Start of Block
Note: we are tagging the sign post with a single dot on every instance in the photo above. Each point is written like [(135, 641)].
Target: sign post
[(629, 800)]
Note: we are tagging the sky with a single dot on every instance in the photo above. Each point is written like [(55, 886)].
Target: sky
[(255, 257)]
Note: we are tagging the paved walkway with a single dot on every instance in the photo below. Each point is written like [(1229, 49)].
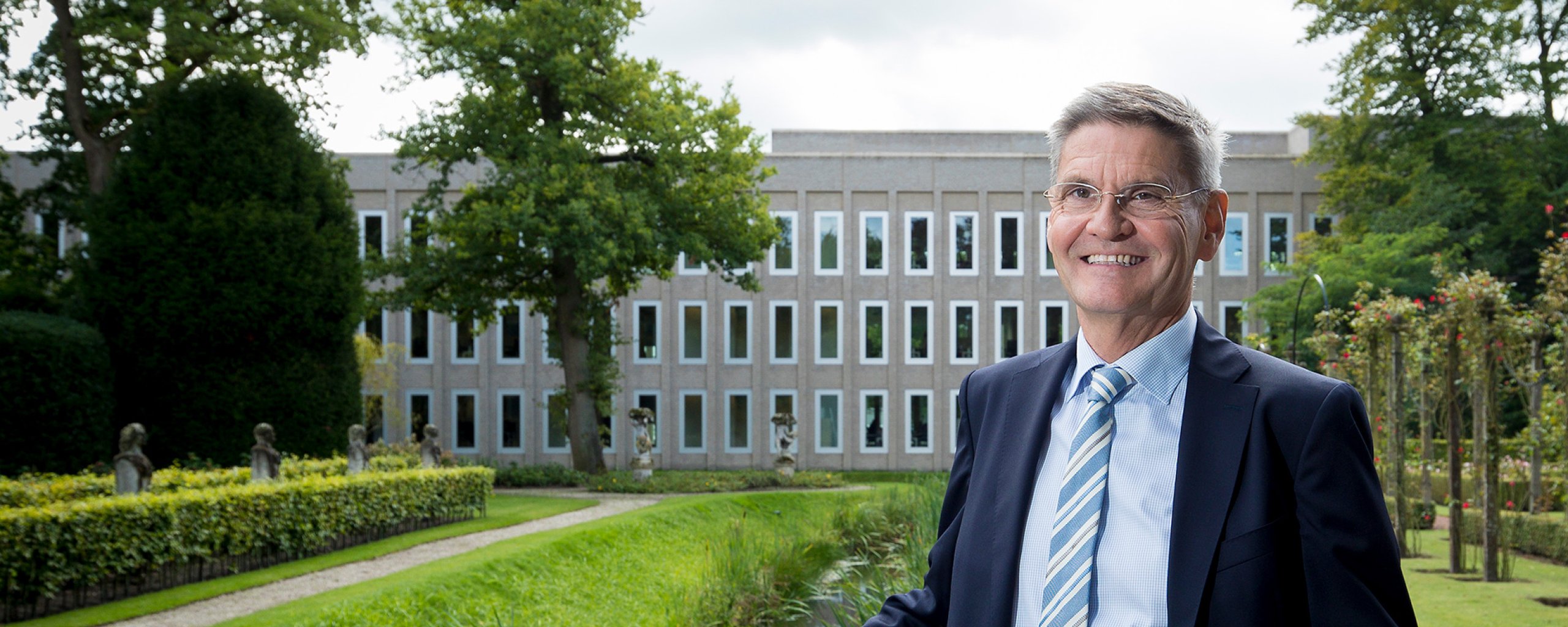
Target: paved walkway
[(251, 601)]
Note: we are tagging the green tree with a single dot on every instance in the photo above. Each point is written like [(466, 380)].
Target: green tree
[(225, 276), (600, 171)]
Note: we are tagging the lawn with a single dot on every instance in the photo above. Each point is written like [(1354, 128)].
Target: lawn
[(1445, 601), (502, 511), (643, 568)]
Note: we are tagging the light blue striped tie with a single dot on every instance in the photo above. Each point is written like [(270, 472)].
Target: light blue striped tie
[(1081, 507)]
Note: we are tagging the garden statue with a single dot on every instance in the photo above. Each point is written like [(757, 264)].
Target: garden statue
[(430, 449), (642, 435), (356, 449), (132, 469), (785, 430), (264, 458)]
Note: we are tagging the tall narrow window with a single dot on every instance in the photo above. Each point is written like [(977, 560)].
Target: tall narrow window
[(508, 334), (647, 331), (830, 247), (692, 424), (830, 347), (692, 331), (463, 345), (556, 413), (963, 333), (1053, 323), (828, 424), (508, 418), (419, 336), (874, 331), (372, 234), (1233, 253), (737, 331), (737, 422), (783, 337), (963, 244), (918, 244), (1007, 328), (1009, 244), (1280, 245), (874, 421), (785, 250), (874, 242), (650, 400), (918, 322), (918, 422)]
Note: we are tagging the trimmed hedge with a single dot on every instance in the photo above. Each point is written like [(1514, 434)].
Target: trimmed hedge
[(55, 394), (51, 549)]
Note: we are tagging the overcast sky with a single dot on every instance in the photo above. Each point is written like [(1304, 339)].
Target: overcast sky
[(989, 65)]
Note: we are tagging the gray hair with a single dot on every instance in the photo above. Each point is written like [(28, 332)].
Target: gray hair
[(1140, 105)]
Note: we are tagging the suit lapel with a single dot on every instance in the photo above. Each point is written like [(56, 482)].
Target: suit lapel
[(1216, 421)]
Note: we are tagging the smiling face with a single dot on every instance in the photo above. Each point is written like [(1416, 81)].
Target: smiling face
[(1121, 270)]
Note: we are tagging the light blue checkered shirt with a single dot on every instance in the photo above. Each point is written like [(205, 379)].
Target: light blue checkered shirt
[(1136, 539)]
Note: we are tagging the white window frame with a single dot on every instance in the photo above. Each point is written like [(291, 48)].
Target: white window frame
[(500, 333), (996, 328), (1245, 247), (452, 424), (930, 244), (816, 323), (639, 331), (500, 419), (930, 333), (430, 337), (908, 422), (729, 419), (974, 244), (816, 244), (860, 422), (794, 333), (952, 333), (818, 432), (866, 247), (1045, 320), (681, 333), (659, 416), (408, 410), (1289, 242), (774, 405), (729, 336), (545, 426), (1045, 245), (681, 422), (452, 336), (794, 244), (866, 331), (996, 258)]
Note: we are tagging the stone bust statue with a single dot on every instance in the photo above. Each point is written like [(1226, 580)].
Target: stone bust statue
[(264, 458), (430, 449), (132, 469), (358, 458)]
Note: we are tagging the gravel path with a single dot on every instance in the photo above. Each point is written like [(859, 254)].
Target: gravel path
[(245, 603)]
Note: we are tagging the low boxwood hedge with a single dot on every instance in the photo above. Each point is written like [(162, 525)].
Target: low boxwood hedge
[(83, 543)]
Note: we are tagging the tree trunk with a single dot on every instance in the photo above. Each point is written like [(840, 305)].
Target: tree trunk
[(1451, 375), (582, 419)]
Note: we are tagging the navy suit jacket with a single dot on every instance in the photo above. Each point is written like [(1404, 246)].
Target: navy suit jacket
[(1278, 518)]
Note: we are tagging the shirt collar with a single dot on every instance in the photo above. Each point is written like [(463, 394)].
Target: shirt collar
[(1156, 366)]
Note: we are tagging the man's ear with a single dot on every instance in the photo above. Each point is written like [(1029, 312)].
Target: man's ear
[(1211, 223)]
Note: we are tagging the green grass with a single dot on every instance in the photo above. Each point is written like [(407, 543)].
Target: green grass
[(642, 568), (1445, 601), (502, 511)]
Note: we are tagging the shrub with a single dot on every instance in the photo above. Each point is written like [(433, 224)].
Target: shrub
[(225, 276), (55, 394)]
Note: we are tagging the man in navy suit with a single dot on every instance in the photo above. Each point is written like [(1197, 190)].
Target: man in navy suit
[(1152, 472)]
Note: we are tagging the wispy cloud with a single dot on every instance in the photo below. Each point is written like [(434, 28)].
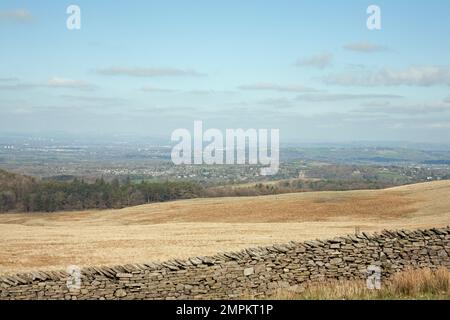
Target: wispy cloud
[(413, 109), (55, 82), (18, 15), (151, 89), (94, 99), (277, 88), (4, 80), (424, 76), (320, 61), (280, 103), (364, 47), (375, 104), (144, 72), (327, 97)]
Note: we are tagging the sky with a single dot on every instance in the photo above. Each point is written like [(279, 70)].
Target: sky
[(311, 69)]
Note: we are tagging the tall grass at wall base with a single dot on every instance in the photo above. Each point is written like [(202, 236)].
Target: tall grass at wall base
[(416, 284)]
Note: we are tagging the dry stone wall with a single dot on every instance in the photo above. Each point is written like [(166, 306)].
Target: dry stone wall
[(250, 272)]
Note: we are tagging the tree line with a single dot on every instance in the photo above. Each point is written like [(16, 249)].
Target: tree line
[(26, 194)]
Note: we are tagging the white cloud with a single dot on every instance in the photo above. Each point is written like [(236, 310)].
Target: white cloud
[(364, 47), (277, 88), (55, 82), (3, 80), (19, 15), (412, 76), (326, 97), (320, 61), (413, 109), (148, 72), (156, 90), (376, 104)]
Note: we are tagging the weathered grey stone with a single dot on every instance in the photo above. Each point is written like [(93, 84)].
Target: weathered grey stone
[(254, 271)]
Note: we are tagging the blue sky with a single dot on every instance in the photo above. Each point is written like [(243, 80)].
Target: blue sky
[(309, 68)]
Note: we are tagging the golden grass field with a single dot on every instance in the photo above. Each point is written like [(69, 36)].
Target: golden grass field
[(196, 227)]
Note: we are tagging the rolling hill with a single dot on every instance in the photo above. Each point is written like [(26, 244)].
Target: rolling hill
[(192, 227)]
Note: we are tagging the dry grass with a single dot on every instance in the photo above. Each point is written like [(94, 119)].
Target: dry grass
[(193, 227), (410, 284)]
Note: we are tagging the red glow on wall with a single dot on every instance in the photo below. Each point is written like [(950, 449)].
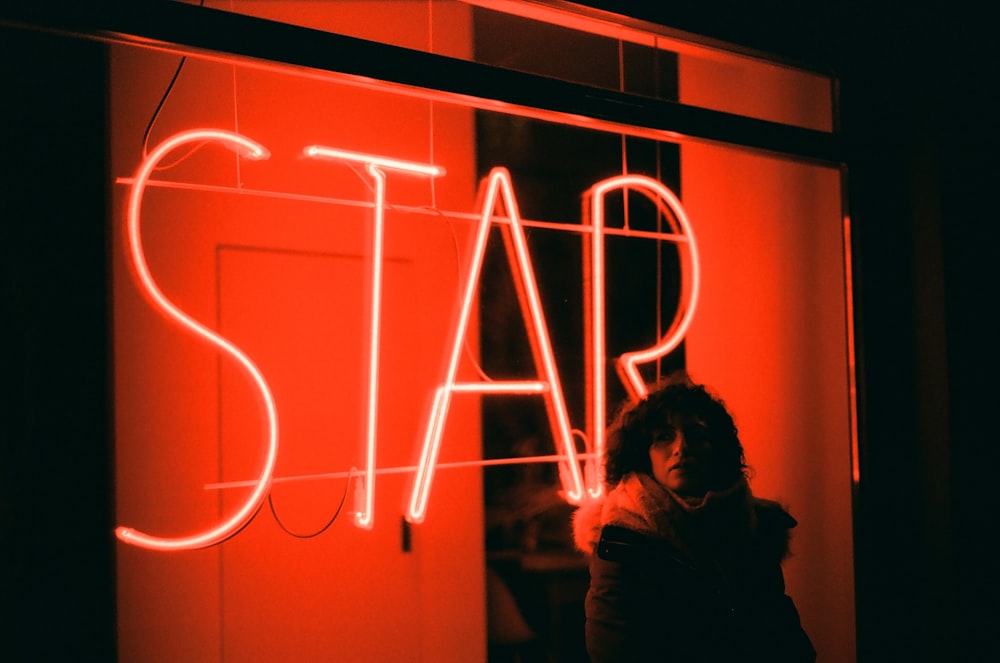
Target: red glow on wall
[(628, 363), (246, 148), (498, 188), (375, 166), (497, 192)]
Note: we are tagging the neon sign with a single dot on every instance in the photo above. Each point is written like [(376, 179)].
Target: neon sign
[(498, 193), (251, 150)]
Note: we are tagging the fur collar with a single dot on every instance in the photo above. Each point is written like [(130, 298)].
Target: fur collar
[(697, 528)]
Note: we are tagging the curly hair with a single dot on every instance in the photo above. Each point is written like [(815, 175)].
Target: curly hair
[(637, 424)]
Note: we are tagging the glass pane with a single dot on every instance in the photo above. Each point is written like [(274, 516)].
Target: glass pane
[(329, 284)]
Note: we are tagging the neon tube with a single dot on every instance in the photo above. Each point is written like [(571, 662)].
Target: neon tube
[(334, 154), (628, 363), (215, 535), (498, 183), (364, 515)]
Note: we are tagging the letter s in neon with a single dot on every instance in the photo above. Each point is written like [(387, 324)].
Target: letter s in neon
[(215, 535)]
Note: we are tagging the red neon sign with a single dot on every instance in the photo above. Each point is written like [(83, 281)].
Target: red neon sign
[(629, 362), (376, 167), (497, 191), (249, 149)]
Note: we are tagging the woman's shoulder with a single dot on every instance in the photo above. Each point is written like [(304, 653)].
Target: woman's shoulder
[(774, 526)]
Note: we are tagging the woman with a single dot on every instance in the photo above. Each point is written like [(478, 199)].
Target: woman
[(685, 562)]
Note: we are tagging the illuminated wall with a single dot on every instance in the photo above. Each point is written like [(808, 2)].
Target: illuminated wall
[(277, 257)]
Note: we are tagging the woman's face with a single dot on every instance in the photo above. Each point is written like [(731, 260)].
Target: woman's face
[(681, 457)]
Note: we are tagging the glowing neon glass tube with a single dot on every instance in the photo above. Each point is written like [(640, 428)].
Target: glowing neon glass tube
[(628, 363), (375, 166), (234, 523), (498, 186)]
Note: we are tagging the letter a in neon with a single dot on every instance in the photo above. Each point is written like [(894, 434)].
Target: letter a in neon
[(498, 187), (628, 363)]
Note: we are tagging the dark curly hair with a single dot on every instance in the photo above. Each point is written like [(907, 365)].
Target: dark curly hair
[(637, 424)]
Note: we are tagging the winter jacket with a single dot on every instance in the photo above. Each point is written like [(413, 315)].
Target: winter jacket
[(688, 581)]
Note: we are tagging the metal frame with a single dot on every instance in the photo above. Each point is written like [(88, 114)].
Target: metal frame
[(185, 28)]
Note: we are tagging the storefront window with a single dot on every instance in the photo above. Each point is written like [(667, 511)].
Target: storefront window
[(334, 402)]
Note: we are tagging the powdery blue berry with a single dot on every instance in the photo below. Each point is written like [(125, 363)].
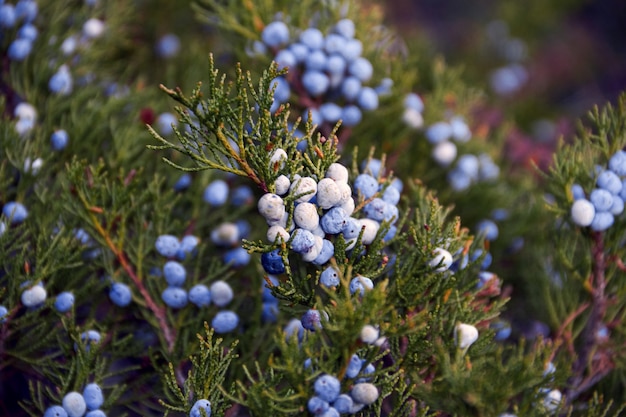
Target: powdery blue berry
[(609, 181), (272, 262), (316, 405), (200, 295), (602, 221), (275, 34), (59, 140), (225, 321), (360, 284), (327, 387), (334, 220), (15, 212), (174, 297), (221, 293), (167, 245), (93, 396), (216, 193), (74, 404), (174, 273), (120, 294), (55, 411), (64, 302), (364, 393), (201, 405), (601, 199), (327, 252)]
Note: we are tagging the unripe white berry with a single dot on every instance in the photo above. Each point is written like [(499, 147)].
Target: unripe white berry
[(369, 334), (305, 216), (328, 193), (282, 185), (583, 212), (34, 296), (272, 207), (441, 256), (444, 153), (370, 229), (305, 187), (364, 393), (465, 335), (337, 172), (274, 231)]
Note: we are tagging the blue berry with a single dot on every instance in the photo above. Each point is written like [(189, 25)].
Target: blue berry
[(225, 321), (316, 405), (120, 294), (221, 293), (3, 313), (334, 220), (354, 366), (216, 193), (601, 199), (61, 82), (272, 262), (315, 82), (201, 405), (15, 212), (366, 184), (55, 411), (174, 273), (93, 396), (59, 140), (237, 258), (275, 34), (327, 387), (200, 295), (168, 46), (360, 284), (167, 245), (74, 404), (361, 68), (174, 297), (367, 99), (64, 302)]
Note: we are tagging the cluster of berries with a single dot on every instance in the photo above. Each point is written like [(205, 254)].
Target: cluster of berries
[(327, 72), (468, 168), (322, 211), (328, 400), (606, 201), (175, 274), (24, 11), (76, 404)]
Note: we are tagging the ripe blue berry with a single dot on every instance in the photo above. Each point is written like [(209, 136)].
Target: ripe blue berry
[(216, 193), (200, 295), (93, 396), (174, 297), (174, 273), (15, 212), (225, 321), (327, 387), (55, 411), (64, 302), (272, 262), (275, 34), (201, 405), (120, 294), (221, 293), (74, 404), (360, 284)]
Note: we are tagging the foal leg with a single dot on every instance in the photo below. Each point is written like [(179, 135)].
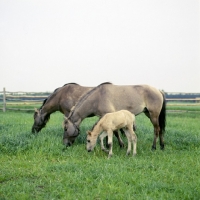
End of Block
-- ASSIGNMENT --
Print the lines above from the one with "Note: we are tagging the tree line" through the one with "Note: we are tagging the weathered", both included, exactly as written and nothing more.

-- SOLUTION TO THE PROBLEM --
Note: we are tagging the tree line with a single dot on every instance in the photo above. Each point is written like [(16, 249)].
Target: tree line
[(26, 194)]
Note: we are tagging the white cloud with a single dot on every instance in the photo above. Each point is written like [(236, 310)].
Target: white cloud
[(364, 47), (277, 88), (55, 82), (3, 80), (19, 15), (412, 76), (326, 97), (320, 61), (413, 109), (148, 72), (156, 90), (376, 104)]
Note: we are tagging the weathered grey stone with a single dot on every instance in the photo above. Each point is written like [(93, 84)].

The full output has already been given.